"""
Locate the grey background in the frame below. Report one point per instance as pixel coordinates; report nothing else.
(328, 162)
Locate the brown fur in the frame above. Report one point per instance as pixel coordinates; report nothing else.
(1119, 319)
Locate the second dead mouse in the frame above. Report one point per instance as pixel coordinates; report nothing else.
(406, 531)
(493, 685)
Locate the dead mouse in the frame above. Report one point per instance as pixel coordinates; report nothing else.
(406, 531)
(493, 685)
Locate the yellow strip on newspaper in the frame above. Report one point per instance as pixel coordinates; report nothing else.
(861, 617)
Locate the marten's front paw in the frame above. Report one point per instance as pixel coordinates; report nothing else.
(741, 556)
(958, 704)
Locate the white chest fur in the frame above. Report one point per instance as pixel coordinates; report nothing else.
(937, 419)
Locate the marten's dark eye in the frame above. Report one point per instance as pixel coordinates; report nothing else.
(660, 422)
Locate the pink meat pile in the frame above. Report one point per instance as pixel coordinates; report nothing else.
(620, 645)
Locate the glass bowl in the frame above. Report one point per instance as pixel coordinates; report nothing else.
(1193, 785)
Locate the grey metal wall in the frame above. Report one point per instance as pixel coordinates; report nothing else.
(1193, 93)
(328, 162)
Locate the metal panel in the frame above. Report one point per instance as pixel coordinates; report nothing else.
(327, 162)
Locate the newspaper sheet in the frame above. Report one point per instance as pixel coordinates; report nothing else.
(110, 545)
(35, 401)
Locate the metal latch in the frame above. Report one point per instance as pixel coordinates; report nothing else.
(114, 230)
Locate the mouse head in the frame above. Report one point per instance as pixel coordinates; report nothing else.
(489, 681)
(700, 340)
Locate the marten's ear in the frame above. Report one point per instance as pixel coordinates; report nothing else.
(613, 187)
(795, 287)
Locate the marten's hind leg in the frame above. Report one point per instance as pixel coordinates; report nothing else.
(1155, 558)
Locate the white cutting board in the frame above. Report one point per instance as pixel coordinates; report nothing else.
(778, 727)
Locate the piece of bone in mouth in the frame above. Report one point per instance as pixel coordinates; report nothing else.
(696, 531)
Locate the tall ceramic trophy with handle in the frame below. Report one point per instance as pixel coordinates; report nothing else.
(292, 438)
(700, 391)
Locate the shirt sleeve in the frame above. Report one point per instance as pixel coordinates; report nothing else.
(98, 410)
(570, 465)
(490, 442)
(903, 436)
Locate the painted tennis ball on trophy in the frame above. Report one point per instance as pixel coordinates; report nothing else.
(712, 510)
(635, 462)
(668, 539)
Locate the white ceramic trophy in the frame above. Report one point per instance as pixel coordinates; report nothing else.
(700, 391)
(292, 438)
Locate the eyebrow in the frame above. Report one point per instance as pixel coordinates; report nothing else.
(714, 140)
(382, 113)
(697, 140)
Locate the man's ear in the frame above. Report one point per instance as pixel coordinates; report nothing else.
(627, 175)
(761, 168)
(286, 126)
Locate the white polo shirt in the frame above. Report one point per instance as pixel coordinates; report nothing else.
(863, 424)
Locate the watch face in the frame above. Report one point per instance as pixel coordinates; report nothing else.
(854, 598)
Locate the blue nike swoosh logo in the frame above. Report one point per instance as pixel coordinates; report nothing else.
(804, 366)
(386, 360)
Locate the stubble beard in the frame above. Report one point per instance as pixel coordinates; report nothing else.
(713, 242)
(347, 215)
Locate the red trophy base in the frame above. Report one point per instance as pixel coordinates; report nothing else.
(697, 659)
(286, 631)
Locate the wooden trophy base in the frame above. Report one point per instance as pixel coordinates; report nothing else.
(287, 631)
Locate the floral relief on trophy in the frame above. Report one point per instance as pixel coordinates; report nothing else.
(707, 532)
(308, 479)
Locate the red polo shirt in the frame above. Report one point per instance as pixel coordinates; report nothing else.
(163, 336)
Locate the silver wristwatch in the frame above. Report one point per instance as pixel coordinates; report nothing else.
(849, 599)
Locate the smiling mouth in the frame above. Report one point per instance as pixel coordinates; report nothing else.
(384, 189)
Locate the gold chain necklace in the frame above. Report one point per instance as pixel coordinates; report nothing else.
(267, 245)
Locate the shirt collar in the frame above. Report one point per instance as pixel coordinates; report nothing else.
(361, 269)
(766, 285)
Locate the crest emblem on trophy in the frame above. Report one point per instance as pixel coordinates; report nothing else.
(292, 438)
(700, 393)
"""
## WYKONAJ POLECENIE
Przepisz wszystkie pozycje powyżej, zastępując każde „Locate” słowem „Find”. Resztę tekstu pozostaw bez zmian.

## ODPOWIEDŹ
Find the grey background in the frame below. Report one point per instance as pixel coordinates; report nothing else.
(328, 162)
Find the brown fur in the frame above. Report one point per instance as pixel coordinates; report nothing else.
(1119, 319)
Find the second dead mouse in the frame above. Report one point per instance as pixel coordinates; report nothing else.
(406, 531)
(493, 685)
Find the dead mouse in the frame above. Report one point per instance as pixel coordinates; report nothing else.
(406, 531)
(493, 685)
Find the yellow strip on newspaper in the frame above. Report one point per instance as pixel coordinates; report nothing else.
(861, 617)
Find the marten's front paw in the frame above. Report one point per instance as pixel coordinates; report nothing else.
(741, 556)
(958, 704)
Find the white chest fur in the frame above. Report one point per instance as pixel coordinates; report nothing else.
(937, 419)
Find the marten's dark eye in the frame above. Report one point per instance as pixel coordinates; report nothing else.
(660, 422)
Find the pink meat pile in the frame above. Report one point per instance as pixel coordinates; report nothing else.
(620, 645)
Find the glass bowl in the frame above. Report one point per instance as pixel coordinates; report nothing else.
(1193, 785)
Find the grey metal wall in the frame above. Report one point per instance as pixel coordinates; report nothing else.
(1193, 93)
(328, 162)
Find the metal panel in the frame above. Report one point per instance as pixel coordinates; report nothing else.
(327, 162)
Find the newspaper sheet in the frame above. Report one point per instance as pixel coordinates; report nothing else.
(110, 545)
(35, 401)
Find the metal latch in the frame above. Report one point per instance as pixel coordinates; report nothing else.
(114, 230)
Find the mouse head in the frame above. Report one point per instance as pixel coordinates; report nothing else.
(489, 681)
(700, 340)
Find the marten's ear in the frame above. Report one point per instance as pixel coordinates; report nothing else.
(613, 187)
(795, 287)
Find the marten's hind leg in the frame above. Report one point per instance as pixel coordinates; report nothing else.
(1155, 558)
Find the white cutting board in the frame above. Report one point per instance as pixel coordinates; report nothing else.
(778, 727)
Find the piece of bone in mouth in the frame above. Report one point per instance as pixel coordinates; report nothing else.
(696, 531)
Find the tall ceramic trophy with handle in the frame below. Report one point per instance as pixel coordinates; report nothing else.
(292, 438)
(700, 391)
Find the shirt sleeve in the frame above. Report one point per instance as pixel coordinates; report nothing else.
(98, 410)
(570, 465)
(490, 442)
(903, 436)
Find the painted tennis ball on trophy in the frame above. Report one point per instance as pixel coordinates; report nothing else.
(712, 510)
(635, 462)
(668, 539)
Find the white ceramic trophy in the frame above. Report one point per instance as pixel coordinates; report nothing else.
(700, 391)
(292, 438)
Find the eyebrow in the frame above. Report one point per instance as pixel coordinates; report nothing else.
(714, 140)
(382, 113)
(697, 140)
Find the man's ear in the frame above. Report one point per instance as pixel coordinates; report nothing else.
(627, 175)
(761, 168)
(286, 126)
Find the white polo shirt in the frame above. Report one point per instance as pixel coordinates; report nothing else.
(863, 424)
Find the watch face in the frame above. Report one point per instance as pixel coordinates; report nothing else.
(854, 598)
Find the blue nike swoosh logo in the frame above. Report one point per instance as pixel coordinates; report nothing else.
(804, 366)
(386, 360)
Find the stubble beard in the frame above. Report one point per instance as pixel coordinates; report nothing else.
(713, 242)
(347, 215)
Find the red trophy base in the frame above. Report one point per instance as pixel coordinates; report nothing else.
(697, 659)
(286, 631)
Find the wooden trophy base in the frame above. Report one point per instance as pixel coordinates; report nothing else.
(287, 631)
Find the floral relief on trophy in the frame above. Report one point per instance as pixel coordinates; report nothing else.
(707, 532)
(308, 479)
Find the red polo shirt in the frame above. Report one point per instance as pixel coordinates; report nothing else.
(163, 336)
Find the silver wristwatch in the frame above. Report one point per instance as pixel coordinates; report nothing else.
(849, 599)
Find the smiling mouth in the frame above. Report one point per instance as pixel coordinates; report nothing else.
(384, 189)
Find the gold chain necklace in the frame above. Report one point per instance as pixel coordinates; report nothing else.
(267, 245)
Find the shirt collar in the frame above. Report one point per instance as pixel coordinates; report nothing else.
(361, 269)
(766, 285)
Find the crest emblem on trophy in the frame above. Report one point per instance as pixel coordinates; report nothing else.
(292, 438)
(700, 393)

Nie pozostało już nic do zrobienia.